#### Exercise objective:
Pick out every line in the material below that contains the word "petal", and copy each one. Case counts when matching.

━━━━━━

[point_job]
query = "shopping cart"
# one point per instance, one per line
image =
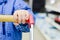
(9, 18)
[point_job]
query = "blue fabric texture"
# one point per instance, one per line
(7, 29)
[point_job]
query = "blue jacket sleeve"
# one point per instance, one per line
(21, 5)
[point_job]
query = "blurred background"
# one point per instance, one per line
(47, 19)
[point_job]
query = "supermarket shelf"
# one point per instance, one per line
(53, 7)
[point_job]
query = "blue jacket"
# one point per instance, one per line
(7, 29)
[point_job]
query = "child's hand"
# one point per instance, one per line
(21, 16)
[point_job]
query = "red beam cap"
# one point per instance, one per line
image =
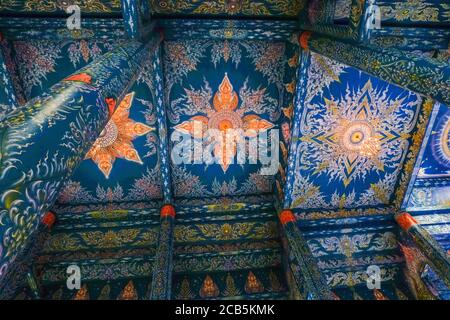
(49, 219)
(303, 39)
(167, 210)
(287, 216)
(405, 220)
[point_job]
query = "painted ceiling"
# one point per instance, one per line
(354, 136)
(347, 146)
(200, 78)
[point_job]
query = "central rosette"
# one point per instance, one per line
(225, 124)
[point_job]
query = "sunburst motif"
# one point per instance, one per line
(225, 117)
(116, 139)
(359, 135)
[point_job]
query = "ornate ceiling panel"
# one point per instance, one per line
(123, 164)
(355, 135)
(431, 189)
(222, 85)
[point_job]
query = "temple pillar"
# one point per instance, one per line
(422, 75)
(162, 270)
(311, 283)
(46, 139)
(136, 17)
(428, 246)
(8, 100)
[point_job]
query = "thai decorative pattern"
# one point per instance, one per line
(94, 149)
(130, 143)
(43, 63)
(345, 253)
(426, 76)
(225, 117)
(8, 100)
(256, 105)
(30, 184)
(115, 141)
(348, 135)
(232, 7)
(101, 7)
(18, 29)
(228, 29)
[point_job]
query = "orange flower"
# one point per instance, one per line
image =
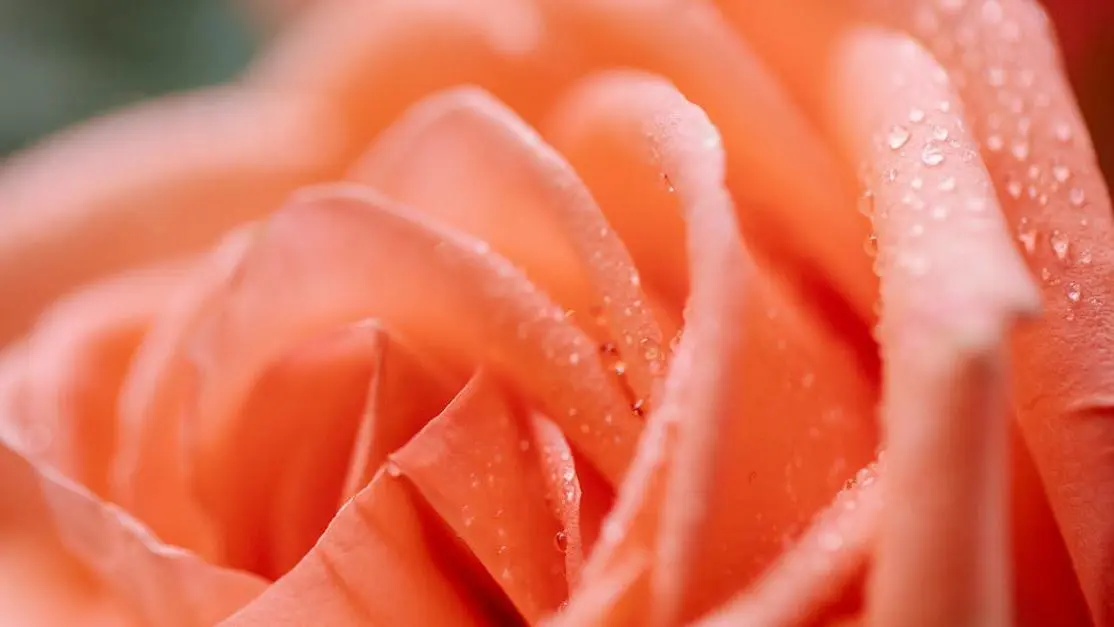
(566, 319)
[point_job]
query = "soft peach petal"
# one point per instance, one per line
(943, 555)
(75, 361)
(382, 561)
(105, 568)
(271, 476)
(406, 392)
(146, 184)
(1002, 57)
(468, 162)
(778, 349)
(817, 569)
(475, 467)
(372, 58)
(340, 254)
(148, 477)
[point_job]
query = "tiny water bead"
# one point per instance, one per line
(1059, 244)
(560, 541)
(931, 155)
(1074, 293)
(898, 137)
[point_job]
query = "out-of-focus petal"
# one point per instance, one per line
(475, 467)
(148, 476)
(75, 361)
(104, 568)
(147, 184)
(383, 560)
(463, 158)
(343, 253)
(271, 476)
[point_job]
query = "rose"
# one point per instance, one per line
(181, 390)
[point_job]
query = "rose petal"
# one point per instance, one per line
(75, 361)
(521, 52)
(270, 477)
(471, 466)
(785, 354)
(381, 561)
(1002, 57)
(146, 184)
(406, 393)
(943, 555)
(149, 470)
(340, 254)
(104, 568)
(462, 158)
(818, 568)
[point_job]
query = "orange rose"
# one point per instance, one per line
(578, 334)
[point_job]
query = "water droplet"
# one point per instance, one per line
(1027, 237)
(393, 469)
(870, 245)
(1059, 244)
(931, 155)
(898, 137)
(1074, 293)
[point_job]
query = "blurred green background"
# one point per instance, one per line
(65, 60)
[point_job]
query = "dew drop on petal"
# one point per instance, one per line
(1059, 244)
(931, 155)
(1074, 293)
(897, 137)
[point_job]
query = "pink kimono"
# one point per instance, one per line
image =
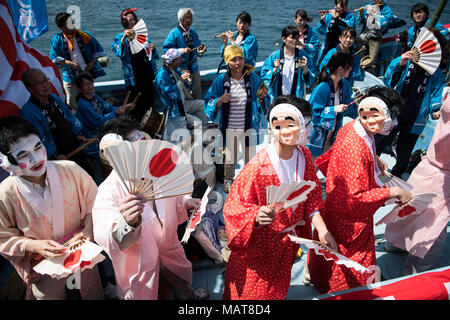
(137, 267)
(21, 220)
(416, 234)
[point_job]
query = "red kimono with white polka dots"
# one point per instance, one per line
(353, 198)
(261, 259)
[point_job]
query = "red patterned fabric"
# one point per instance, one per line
(261, 258)
(353, 197)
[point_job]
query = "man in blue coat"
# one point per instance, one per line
(422, 92)
(75, 51)
(186, 38)
(59, 129)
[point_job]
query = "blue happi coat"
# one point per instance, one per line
(323, 115)
(32, 113)
(433, 95)
(273, 80)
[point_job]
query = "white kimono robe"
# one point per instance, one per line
(137, 266)
(22, 219)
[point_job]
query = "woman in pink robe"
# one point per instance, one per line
(423, 235)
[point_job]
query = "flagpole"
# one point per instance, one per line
(437, 13)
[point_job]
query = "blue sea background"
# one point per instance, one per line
(102, 19)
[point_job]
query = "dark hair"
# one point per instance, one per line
(120, 126)
(420, 7)
(245, 17)
(123, 19)
(11, 130)
(351, 30)
(392, 98)
(338, 59)
(61, 19)
(290, 30)
(302, 13)
(26, 76)
(301, 104)
(84, 75)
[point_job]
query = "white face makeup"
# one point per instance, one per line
(287, 125)
(30, 155)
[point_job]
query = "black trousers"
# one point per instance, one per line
(405, 145)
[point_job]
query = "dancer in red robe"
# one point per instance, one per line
(355, 191)
(262, 255)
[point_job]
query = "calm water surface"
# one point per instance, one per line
(101, 18)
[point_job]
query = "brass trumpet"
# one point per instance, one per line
(224, 33)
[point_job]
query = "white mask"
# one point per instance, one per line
(30, 155)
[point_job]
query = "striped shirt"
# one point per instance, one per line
(238, 102)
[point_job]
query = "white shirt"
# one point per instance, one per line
(288, 74)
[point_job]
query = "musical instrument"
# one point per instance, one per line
(359, 51)
(224, 33)
(153, 123)
(365, 61)
(302, 62)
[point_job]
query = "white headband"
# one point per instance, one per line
(376, 103)
(289, 108)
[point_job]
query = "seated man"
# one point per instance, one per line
(75, 51)
(183, 110)
(59, 130)
(41, 203)
(125, 225)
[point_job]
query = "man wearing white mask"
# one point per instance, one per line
(260, 263)
(42, 204)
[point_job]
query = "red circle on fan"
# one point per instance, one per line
(163, 162)
(72, 259)
(428, 46)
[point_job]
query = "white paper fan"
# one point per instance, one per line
(287, 195)
(196, 217)
(415, 206)
(156, 169)
(427, 51)
(329, 254)
(80, 256)
(140, 40)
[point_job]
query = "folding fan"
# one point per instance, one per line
(329, 254)
(196, 217)
(415, 206)
(287, 195)
(426, 51)
(156, 169)
(80, 256)
(140, 40)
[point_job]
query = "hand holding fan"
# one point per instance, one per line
(80, 255)
(196, 217)
(415, 206)
(328, 253)
(287, 195)
(156, 169)
(140, 40)
(426, 51)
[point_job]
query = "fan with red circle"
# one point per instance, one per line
(426, 51)
(287, 195)
(81, 255)
(140, 40)
(156, 169)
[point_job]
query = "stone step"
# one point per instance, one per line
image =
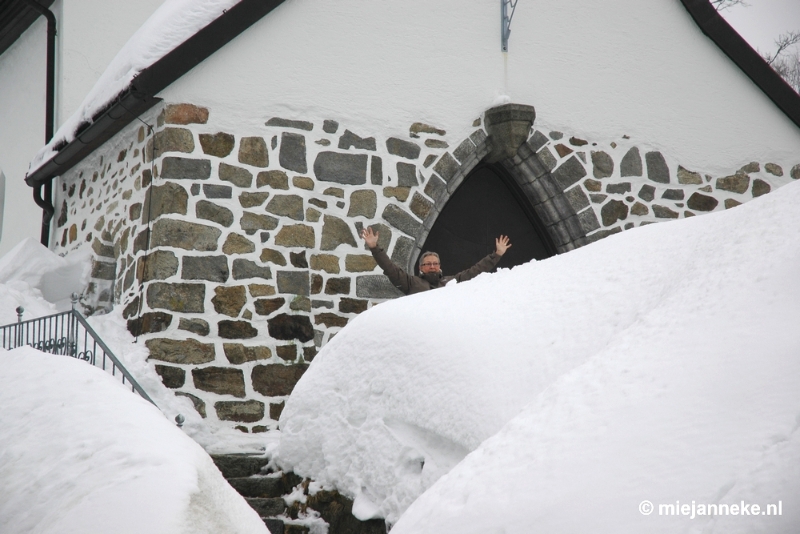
(239, 465)
(275, 526)
(266, 506)
(258, 486)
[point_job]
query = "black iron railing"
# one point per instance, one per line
(67, 334)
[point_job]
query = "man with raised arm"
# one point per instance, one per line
(430, 276)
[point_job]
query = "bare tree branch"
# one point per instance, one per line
(721, 5)
(784, 41)
(788, 66)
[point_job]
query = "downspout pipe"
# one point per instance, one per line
(44, 199)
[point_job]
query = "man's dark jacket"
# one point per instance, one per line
(409, 284)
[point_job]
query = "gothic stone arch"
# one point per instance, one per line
(561, 207)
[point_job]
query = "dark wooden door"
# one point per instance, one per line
(486, 205)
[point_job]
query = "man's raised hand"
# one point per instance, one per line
(501, 244)
(370, 237)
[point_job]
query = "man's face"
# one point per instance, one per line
(430, 264)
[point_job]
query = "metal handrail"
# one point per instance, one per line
(69, 334)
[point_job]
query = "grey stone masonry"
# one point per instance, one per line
(240, 250)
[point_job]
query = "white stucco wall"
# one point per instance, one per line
(22, 105)
(599, 69)
(90, 32)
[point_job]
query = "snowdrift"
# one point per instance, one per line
(79, 453)
(659, 364)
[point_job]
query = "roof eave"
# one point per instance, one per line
(141, 93)
(752, 64)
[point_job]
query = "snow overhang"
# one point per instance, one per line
(140, 95)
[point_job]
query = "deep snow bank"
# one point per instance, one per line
(691, 321)
(81, 454)
(39, 280)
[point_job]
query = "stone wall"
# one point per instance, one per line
(235, 255)
(625, 185)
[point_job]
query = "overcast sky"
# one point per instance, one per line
(762, 21)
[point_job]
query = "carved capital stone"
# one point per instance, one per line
(508, 127)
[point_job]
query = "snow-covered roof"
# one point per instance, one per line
(170, 25)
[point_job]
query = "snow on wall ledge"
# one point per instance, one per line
(656, 364)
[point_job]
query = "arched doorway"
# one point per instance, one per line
(486, 204)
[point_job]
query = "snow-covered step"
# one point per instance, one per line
(264, 491)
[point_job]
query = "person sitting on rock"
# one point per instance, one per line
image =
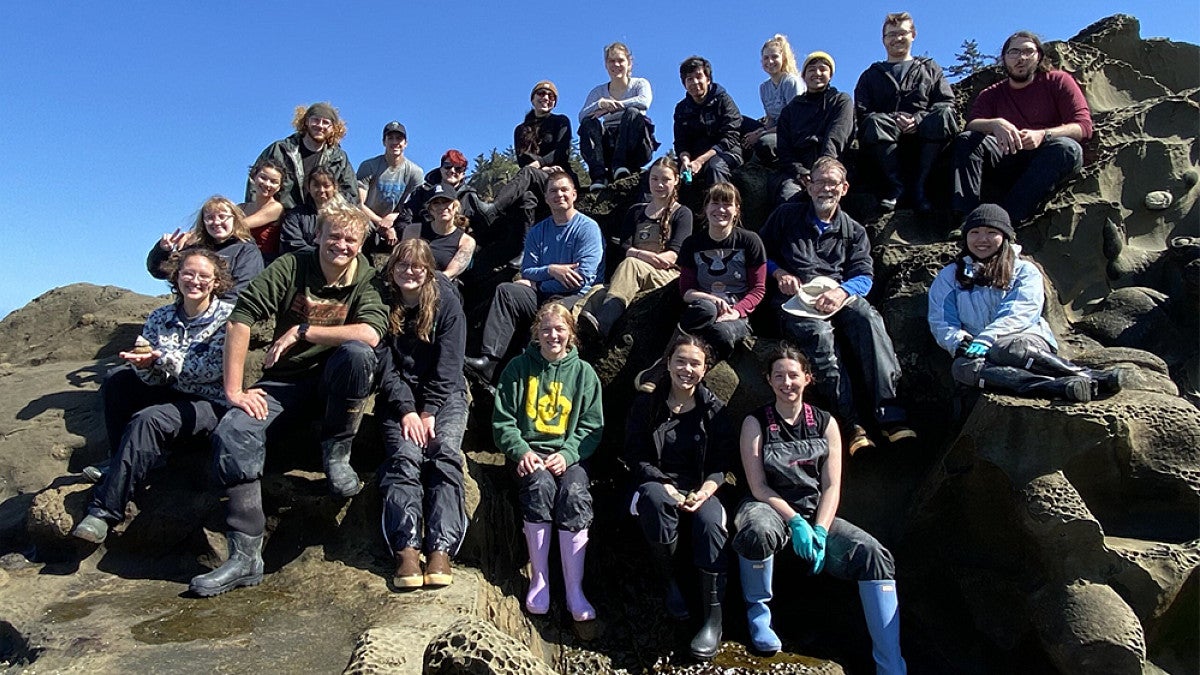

━━━━━━

#### Right answer:
query = "soft peach petal"
query = "out-of-focus petal"
query = "rose petal"
query = "dew drop on petal"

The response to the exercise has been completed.